--- Exercise materials ---
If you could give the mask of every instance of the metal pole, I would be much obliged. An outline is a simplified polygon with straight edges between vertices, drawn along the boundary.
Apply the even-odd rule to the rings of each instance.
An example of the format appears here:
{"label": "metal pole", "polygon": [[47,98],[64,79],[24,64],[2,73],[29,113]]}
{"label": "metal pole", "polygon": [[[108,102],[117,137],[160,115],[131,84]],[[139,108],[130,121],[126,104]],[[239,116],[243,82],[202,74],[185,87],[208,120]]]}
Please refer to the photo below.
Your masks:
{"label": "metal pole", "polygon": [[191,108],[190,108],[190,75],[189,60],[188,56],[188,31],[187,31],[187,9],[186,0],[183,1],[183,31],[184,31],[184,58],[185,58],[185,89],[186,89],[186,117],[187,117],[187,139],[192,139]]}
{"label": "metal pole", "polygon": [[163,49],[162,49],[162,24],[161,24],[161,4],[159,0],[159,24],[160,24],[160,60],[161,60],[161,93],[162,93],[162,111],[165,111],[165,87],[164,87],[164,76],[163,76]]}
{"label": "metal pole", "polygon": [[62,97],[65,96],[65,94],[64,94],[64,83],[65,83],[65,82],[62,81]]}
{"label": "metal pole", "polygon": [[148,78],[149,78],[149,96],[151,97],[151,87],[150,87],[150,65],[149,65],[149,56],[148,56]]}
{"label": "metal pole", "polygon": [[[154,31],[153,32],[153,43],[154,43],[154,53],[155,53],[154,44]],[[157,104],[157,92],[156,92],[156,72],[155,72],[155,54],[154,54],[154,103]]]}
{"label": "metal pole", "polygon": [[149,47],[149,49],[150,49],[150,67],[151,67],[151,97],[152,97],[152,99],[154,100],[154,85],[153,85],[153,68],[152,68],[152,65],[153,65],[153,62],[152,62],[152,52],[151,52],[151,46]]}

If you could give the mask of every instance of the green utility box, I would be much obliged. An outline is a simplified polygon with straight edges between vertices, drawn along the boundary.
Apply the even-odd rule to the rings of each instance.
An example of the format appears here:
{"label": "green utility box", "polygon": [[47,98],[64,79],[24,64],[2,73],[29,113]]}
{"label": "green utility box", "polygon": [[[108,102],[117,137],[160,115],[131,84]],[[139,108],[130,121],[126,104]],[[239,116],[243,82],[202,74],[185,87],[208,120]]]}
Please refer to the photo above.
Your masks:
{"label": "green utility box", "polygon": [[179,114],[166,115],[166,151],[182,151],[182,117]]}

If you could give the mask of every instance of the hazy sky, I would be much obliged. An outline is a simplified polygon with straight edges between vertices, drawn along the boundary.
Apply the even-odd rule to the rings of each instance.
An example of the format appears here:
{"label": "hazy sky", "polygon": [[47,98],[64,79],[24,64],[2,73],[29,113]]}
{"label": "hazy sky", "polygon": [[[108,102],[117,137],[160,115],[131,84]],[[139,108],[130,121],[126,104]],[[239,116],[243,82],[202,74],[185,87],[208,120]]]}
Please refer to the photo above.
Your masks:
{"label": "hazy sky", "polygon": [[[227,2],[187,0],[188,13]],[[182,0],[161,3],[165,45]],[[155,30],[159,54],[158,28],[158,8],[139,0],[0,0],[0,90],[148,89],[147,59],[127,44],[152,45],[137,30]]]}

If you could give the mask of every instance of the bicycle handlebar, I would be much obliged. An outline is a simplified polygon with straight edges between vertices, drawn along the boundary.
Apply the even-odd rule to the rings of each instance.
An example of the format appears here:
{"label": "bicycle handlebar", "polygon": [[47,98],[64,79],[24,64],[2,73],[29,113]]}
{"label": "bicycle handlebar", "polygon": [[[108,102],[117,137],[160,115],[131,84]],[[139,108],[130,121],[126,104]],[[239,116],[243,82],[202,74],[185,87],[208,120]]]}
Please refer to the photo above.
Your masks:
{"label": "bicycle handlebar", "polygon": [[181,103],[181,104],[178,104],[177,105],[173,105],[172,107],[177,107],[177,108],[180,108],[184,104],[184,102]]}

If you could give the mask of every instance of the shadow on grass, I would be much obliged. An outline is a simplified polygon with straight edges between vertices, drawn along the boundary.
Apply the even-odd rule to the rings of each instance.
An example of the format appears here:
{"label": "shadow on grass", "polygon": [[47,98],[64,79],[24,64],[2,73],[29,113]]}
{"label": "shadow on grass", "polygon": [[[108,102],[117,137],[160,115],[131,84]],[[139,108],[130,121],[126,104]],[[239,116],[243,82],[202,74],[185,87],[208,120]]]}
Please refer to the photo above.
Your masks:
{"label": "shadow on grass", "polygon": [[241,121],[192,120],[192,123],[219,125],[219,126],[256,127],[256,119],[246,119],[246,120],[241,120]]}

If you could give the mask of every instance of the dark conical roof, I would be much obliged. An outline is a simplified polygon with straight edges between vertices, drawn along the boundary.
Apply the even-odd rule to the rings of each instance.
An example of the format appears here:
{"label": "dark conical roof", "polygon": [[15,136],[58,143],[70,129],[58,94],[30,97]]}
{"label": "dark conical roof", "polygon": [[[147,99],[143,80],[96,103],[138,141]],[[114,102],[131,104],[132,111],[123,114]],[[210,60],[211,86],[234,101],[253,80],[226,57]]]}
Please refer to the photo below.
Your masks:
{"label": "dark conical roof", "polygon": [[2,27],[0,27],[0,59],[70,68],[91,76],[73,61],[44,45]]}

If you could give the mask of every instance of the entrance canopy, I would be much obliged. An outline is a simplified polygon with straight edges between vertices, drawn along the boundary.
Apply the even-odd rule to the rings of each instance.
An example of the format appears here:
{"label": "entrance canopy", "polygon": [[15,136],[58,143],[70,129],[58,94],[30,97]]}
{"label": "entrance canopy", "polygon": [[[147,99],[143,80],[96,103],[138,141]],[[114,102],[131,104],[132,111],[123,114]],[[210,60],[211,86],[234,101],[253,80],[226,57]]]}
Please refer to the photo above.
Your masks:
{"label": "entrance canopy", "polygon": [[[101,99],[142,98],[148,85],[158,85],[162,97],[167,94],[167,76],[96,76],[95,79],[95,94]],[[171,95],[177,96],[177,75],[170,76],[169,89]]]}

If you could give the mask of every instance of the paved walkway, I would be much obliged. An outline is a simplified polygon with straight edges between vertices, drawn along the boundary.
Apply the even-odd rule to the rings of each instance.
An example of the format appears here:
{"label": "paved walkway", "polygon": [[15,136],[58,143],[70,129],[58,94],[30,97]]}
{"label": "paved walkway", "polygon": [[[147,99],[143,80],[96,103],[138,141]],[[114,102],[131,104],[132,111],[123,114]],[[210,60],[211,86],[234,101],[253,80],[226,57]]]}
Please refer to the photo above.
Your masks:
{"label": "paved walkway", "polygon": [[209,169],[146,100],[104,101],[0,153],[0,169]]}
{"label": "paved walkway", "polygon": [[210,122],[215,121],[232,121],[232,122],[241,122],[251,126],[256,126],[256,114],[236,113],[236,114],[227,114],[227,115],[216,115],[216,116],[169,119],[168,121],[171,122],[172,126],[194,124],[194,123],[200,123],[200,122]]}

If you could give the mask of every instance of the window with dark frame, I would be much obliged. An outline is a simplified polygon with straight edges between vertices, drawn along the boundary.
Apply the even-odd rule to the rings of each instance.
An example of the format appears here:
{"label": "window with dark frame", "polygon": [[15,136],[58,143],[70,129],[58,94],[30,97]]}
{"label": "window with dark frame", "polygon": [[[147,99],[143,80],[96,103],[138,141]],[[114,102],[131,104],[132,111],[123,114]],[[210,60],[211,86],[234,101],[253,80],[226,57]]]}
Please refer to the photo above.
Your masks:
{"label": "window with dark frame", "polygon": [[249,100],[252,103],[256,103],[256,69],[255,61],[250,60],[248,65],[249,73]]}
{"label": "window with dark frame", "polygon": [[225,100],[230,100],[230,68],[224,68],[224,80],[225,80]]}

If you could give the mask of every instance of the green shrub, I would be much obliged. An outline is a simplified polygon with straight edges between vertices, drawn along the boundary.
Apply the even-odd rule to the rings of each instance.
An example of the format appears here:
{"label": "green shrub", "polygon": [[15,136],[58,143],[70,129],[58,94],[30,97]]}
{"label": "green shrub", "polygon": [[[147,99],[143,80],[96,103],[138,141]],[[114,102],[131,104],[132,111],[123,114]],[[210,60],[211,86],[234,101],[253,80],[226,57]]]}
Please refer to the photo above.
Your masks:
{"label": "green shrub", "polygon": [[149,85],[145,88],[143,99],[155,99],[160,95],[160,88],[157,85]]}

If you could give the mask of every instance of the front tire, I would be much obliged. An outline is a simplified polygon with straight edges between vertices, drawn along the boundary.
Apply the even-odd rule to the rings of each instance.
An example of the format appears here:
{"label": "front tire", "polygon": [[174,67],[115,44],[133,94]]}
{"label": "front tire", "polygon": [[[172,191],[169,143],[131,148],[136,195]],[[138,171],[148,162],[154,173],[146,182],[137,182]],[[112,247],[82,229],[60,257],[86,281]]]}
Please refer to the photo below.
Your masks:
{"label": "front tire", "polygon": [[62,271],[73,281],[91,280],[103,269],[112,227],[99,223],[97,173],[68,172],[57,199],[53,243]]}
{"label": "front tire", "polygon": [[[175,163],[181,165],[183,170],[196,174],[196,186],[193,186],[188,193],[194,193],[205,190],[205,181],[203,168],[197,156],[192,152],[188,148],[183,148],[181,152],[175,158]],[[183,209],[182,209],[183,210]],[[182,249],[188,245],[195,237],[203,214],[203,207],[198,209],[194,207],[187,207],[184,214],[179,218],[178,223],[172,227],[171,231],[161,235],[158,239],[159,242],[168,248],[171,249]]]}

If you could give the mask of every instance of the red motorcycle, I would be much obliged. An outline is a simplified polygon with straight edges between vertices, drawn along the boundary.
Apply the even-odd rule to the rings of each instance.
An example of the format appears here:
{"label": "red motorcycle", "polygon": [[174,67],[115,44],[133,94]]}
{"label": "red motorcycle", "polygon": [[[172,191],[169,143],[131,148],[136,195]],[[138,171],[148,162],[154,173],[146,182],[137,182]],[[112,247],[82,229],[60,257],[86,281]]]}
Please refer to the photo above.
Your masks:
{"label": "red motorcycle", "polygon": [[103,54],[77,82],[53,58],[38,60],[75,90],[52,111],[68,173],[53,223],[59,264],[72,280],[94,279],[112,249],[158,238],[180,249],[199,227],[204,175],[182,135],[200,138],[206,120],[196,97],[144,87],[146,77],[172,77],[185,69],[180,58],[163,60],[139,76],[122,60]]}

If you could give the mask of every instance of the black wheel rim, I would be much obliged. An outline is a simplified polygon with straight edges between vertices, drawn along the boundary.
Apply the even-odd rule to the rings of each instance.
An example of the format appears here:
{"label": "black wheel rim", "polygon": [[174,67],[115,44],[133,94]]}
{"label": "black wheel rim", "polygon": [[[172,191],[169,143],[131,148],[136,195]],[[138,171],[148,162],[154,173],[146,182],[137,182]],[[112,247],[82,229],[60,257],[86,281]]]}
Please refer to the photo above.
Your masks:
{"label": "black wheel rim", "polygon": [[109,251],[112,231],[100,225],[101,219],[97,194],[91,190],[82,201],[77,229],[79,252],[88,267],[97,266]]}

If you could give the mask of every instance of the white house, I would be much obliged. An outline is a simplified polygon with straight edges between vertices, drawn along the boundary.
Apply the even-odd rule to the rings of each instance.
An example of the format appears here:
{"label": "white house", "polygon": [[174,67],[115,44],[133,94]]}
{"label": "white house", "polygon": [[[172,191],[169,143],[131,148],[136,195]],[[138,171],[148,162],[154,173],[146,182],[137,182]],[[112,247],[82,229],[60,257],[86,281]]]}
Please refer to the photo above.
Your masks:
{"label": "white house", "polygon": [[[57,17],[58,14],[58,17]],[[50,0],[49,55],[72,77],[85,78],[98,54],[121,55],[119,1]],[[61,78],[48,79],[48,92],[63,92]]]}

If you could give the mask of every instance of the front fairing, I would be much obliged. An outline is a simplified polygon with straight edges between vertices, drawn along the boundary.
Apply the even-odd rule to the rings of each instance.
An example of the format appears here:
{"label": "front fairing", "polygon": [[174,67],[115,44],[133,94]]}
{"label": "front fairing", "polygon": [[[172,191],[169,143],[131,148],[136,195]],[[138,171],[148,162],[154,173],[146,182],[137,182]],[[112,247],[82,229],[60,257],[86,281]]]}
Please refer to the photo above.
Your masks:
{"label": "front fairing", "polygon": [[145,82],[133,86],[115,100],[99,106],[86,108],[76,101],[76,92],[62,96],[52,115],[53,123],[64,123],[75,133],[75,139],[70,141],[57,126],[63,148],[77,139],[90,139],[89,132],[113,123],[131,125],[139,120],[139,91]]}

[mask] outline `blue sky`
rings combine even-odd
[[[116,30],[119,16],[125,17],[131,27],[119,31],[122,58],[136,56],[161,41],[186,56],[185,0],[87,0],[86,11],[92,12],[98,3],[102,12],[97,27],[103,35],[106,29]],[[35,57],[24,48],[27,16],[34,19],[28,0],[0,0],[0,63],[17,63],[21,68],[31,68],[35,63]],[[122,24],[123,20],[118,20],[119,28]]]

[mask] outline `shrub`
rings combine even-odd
---
_Problem description_
Count the lines above that contain the string "hazy", with case counting, and reply with the number alone.

_Written solution_
4